→ **Article**:
-.-.-

Many progressives thought that Steve was somehow pulling a fast one, a view with which I strongly disagree, but let me make similar points in a more transparent way here. First, consider what many progressives consider “the good old days”—the height of the pre-1970s economic boom. In 1973, the median inflation-adjusted income was higher than it had ever been and higher than it would be again until 1978—$45,533 (in 2008 dollars). Call this the gold standard before, in the conventional progressive telling, things started going south.
How much did things go south? Well, in 2008 the median was $50,303. That’s right—about $5,000 higher (after adjusting for changes in the cost of living). This improvement understates things because households also became smaller over time, and because the inflation-adjustment here probably overstates inflation. For instance, if one uses the Bureau of Economic Analysis’s Personal Consumption Expenditures deflator, the increase from 1973 to 2008 was about $7,700, or 18 percent. Not only does that still not adjust for declining household size, it also doesn’t include changes in taxes, non-cash benefits, the value of health insurance, and capital gains. Incorporating these adjustments shows an increase in living standards that is more like 40 percent.
Rather than household income, others on the left point to stagnation in men’s wages (women’s wages have increased dramatically by any measure). For example, the Economic Policy Institute estimates that the median male worker’s hourly wage was $16.88 in 1973 and $16.85 in 2007. However, EPI’s figures show that when fringe benefits are taken into account, the median male worker’s hourly compensation increased by somewhere between 5 and 10 percent over this period. And these estimates don’t use the PCE deflator. Nor do they account for changes in taxation and public benefits—the very means we use to mitigate low income.

-.-.-

Collected data
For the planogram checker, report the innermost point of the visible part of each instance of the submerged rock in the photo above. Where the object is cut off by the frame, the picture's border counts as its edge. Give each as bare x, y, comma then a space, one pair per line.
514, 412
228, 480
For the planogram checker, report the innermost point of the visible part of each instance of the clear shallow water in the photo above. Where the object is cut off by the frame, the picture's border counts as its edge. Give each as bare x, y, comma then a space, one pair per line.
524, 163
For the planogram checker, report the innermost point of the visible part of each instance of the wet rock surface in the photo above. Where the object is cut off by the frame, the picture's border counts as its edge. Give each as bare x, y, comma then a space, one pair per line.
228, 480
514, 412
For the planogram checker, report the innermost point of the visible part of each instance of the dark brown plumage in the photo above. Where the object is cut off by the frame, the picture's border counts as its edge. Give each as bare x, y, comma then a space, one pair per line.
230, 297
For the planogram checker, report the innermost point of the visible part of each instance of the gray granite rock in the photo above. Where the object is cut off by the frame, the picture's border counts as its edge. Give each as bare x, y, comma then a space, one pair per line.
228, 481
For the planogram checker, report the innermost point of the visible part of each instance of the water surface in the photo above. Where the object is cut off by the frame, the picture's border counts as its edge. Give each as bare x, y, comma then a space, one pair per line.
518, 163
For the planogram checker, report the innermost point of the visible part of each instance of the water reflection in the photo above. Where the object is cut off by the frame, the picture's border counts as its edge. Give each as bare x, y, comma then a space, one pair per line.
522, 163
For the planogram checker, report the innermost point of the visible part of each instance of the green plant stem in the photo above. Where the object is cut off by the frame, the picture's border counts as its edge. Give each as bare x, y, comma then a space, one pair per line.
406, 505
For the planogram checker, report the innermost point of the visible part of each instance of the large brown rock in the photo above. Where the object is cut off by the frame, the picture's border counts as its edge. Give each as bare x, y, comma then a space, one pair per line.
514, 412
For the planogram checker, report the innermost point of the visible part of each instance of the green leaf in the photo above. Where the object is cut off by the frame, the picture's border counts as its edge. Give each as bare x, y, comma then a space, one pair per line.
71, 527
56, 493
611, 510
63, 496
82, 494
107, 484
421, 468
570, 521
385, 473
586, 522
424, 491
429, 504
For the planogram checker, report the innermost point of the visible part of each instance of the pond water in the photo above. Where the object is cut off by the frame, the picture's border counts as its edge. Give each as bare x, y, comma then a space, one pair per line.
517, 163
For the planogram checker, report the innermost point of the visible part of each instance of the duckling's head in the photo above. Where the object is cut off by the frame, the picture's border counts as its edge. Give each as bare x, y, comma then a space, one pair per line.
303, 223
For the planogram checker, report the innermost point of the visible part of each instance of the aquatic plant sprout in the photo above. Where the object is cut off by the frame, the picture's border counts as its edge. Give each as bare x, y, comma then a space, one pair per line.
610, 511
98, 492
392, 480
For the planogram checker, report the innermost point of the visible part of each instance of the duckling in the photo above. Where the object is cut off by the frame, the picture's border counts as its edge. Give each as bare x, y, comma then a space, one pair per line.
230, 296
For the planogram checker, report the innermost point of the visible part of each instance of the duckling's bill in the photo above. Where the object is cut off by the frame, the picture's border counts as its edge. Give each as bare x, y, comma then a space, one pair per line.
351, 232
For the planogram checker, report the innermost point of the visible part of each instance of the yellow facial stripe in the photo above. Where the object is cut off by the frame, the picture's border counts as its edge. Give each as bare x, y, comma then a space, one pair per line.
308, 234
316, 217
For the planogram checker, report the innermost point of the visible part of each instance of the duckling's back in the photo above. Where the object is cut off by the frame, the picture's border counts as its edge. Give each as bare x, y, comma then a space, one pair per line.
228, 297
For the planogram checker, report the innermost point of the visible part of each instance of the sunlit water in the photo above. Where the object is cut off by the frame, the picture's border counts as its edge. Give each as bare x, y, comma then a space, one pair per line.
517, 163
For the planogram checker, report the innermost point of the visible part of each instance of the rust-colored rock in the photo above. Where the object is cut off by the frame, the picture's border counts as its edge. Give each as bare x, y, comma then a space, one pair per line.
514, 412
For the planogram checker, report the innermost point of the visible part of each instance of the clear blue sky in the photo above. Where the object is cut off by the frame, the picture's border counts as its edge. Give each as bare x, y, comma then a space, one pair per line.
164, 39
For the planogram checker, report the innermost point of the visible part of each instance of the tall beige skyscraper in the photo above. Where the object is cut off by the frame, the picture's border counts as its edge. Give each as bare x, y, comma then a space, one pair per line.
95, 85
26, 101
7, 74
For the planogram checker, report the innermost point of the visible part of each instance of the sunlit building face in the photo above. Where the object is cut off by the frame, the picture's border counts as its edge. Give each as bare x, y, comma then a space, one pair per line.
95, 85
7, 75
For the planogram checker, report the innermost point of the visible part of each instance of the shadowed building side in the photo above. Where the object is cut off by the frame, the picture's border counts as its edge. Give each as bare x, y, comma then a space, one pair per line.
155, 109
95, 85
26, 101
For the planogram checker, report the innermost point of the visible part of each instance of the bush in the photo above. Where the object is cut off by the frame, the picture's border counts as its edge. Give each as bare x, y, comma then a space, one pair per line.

-.-.-

→ **To be done**:
**A)** Answer these questions using the article on income:
(i) What was the median inflation-adjusted income in 1973, in 2008 dollars?
(ii) What was the median in 2008?
(iii) According to the Economic Policy Institute, what was the median male worker's hourly wage in 2007?
**B)** Write out the article on income word for word from "How much did" to "like 40 percent.".

→ **The solutions**:
**A)**
(i) $45,533
(ii) $50,303
(iii) $16.85

**B)**
How much did things go south? Well, in 2008 the median was $50,303. That’s right—about $5,000 higher (after adjusting for changes in the cost of living). This improvement understates things because households also became smaller over time, and because the inflation-adjustment here probably overstates inflation. For instance, if one uses the Bureau of Economic Analysis’s Personal Consumption Expenditures deflator, the increase from 1973 to 2008 was about $7,700, or 18 percent. Not only does that still not adjust for declining household size, it also doesn’t include changes in taxes, non-cash benefits, the value of health insurance, and capital gains. Incorporating these adjustments shows an increase in living standards that is more like 40 percent.